**Excerpted data:**
• • • •

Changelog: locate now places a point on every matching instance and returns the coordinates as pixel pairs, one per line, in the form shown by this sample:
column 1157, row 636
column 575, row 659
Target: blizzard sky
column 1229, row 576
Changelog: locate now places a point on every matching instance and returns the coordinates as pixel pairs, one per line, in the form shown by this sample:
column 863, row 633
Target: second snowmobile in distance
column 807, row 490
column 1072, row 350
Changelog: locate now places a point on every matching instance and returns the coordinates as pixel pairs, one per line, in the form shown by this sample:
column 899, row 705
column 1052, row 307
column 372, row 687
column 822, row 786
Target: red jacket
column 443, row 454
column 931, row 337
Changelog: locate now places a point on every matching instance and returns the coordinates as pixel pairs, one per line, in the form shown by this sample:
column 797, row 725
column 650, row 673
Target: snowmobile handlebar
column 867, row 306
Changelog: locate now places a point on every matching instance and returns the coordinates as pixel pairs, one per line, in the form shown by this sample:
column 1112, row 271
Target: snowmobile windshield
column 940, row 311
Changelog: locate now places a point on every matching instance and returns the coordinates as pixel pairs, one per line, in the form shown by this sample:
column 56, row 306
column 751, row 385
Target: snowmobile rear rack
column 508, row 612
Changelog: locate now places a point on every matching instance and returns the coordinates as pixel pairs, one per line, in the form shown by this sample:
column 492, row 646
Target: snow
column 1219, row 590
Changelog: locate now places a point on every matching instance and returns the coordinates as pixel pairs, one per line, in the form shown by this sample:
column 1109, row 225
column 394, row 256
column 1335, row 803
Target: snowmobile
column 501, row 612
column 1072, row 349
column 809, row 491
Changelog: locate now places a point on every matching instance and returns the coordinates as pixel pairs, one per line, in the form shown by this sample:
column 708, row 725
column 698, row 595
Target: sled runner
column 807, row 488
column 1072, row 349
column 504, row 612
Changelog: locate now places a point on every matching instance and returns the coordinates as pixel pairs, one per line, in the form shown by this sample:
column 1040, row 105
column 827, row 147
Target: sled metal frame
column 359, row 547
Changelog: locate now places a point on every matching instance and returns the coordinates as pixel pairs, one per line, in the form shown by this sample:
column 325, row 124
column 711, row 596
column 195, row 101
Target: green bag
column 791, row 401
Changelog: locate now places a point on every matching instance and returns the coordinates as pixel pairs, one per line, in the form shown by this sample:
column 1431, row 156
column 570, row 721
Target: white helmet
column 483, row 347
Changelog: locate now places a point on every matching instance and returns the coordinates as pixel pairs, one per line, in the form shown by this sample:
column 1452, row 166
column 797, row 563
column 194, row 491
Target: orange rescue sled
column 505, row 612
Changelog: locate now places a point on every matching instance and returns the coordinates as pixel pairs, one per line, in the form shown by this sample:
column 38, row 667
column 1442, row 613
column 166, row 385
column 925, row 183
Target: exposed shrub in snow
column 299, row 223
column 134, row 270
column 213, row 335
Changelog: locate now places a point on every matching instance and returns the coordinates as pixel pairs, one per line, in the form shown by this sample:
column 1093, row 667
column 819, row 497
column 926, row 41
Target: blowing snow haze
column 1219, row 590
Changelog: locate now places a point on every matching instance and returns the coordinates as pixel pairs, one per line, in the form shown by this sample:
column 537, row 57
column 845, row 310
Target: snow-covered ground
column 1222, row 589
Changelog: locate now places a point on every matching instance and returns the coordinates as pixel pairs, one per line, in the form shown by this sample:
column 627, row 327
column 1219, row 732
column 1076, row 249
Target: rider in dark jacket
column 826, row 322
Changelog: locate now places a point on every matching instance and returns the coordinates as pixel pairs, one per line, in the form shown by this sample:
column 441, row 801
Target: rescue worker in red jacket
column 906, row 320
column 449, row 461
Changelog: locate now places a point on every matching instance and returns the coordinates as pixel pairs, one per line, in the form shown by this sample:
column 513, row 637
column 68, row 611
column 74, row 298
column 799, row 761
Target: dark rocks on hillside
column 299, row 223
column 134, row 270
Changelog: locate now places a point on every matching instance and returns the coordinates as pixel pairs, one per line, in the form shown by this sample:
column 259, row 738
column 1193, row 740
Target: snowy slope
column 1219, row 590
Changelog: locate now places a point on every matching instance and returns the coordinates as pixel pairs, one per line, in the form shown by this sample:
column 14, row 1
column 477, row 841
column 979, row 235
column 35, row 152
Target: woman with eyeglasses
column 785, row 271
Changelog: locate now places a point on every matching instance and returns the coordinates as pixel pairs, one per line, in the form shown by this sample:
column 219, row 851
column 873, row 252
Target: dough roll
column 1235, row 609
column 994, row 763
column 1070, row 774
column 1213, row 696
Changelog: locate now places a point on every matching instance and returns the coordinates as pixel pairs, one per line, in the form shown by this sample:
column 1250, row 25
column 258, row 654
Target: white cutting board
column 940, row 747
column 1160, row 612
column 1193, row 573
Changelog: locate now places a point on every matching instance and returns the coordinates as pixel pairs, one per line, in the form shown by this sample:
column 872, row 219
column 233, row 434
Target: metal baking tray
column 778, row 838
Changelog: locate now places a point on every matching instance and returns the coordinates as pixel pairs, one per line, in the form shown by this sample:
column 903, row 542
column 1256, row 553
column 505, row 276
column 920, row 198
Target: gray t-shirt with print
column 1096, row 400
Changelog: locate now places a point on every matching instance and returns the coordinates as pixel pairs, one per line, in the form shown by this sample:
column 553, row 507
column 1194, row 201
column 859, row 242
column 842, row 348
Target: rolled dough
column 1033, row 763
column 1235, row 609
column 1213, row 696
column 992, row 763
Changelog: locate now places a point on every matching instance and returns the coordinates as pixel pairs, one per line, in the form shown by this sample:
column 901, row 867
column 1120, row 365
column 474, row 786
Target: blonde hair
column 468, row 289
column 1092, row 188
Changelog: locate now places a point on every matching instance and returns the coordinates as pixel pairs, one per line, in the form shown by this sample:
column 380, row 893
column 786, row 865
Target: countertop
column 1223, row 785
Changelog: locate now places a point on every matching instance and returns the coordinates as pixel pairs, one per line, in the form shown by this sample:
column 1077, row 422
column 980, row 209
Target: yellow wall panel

• • • •

Reproduce the records above from their first line through the line containing "column 940, row 311", swapping "red jacket" for "blue jacket" and leaving everything else unchanged.

Changelog: locate now places a point on every matching instance and returns the coordinates as pixel pairs, one per line, in the form shown by this sample:
column 1157, row 636
column 575, row 659
Target: blizzard sky
column 1229, row 576
Changelog: locate now places a point on every matching instance and returns the coordinates as pixel pairs, one per line, in the form shown by this sample:
column 863, row 633
Target: second snowmobile in distance
column 807, row 490
column 1072, row 350
Changelog: locate now places a point on every matching instance and returns the coordinates as pixel pairs, one per line, in the form shown by this sample:
column 899, row 705
column 1052, row 307
column 372, row 687
column 822, row 786
Target: blue jacket
column 443, row 454
column 931, row 337
Changelog: locate now places a point on every matching instance and returns the coordinates as pixel pairs, one per line, in the form shown by this sample:
column 797, row 725
column 650, row 673
Target: snowmobile handlebar
column 867, row 306
Changelog: locate now places a point on every matching instance and returns the coordinates as pixel pairs, one per line, in the form shown by this sample:
column 1112, row 271
Target: snowmobile windshield
column 940, row 311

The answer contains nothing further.